» **WORK TO BE COMPLETED**: Provide the number of lines in the records that hold the string "team", without any other words.

** Opening DATA EXTRACT block **

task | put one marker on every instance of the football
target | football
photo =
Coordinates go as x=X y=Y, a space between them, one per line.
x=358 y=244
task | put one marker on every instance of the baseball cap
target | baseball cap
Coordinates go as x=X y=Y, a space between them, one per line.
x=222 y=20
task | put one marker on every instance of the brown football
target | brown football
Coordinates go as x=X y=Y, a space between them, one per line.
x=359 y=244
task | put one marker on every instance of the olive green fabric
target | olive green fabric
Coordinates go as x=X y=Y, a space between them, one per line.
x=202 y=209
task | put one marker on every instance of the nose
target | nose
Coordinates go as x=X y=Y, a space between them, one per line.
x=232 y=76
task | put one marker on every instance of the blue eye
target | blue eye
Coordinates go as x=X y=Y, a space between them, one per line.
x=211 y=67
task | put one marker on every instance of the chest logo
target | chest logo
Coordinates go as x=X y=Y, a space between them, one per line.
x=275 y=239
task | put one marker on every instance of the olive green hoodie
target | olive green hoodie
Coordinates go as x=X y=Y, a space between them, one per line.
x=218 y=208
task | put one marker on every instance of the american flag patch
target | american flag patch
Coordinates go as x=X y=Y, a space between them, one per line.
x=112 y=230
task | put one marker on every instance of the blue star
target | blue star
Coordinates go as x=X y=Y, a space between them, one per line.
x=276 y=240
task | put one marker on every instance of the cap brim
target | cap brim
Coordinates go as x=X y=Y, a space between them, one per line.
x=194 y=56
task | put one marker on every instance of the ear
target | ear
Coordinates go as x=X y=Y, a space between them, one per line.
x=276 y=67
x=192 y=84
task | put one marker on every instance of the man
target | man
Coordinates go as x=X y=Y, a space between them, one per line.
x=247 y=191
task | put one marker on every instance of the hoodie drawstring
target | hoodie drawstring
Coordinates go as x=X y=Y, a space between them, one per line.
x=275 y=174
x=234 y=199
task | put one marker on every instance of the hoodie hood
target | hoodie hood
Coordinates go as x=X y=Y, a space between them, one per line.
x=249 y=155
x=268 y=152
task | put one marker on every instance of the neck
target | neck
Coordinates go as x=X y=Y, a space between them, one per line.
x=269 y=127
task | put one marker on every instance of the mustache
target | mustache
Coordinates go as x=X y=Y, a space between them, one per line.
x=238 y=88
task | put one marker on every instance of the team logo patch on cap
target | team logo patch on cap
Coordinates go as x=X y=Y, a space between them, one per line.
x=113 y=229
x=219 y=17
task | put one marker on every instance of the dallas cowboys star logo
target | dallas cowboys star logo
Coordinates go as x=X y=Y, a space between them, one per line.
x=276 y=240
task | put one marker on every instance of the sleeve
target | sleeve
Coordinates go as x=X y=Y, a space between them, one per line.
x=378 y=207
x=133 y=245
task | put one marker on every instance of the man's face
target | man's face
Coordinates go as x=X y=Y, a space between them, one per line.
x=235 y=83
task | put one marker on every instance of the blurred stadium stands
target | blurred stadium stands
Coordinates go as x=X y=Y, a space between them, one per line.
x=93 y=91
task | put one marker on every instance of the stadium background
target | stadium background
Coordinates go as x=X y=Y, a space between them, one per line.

** Closing DATA EXTRACT block **

» **REPLY**: 2